Objective: Pick out each line in the listing that contains the string "determine", matching case exactly, and copy those lines in full.

Exercise data:

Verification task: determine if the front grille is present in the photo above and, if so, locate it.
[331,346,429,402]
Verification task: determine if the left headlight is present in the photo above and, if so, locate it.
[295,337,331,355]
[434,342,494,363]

Full output:
Verification task: determine if the front grille is present in the photo above and, if so, locate it.
Verification task: determine if the left headlight is present in the photo above and, if so, locate it.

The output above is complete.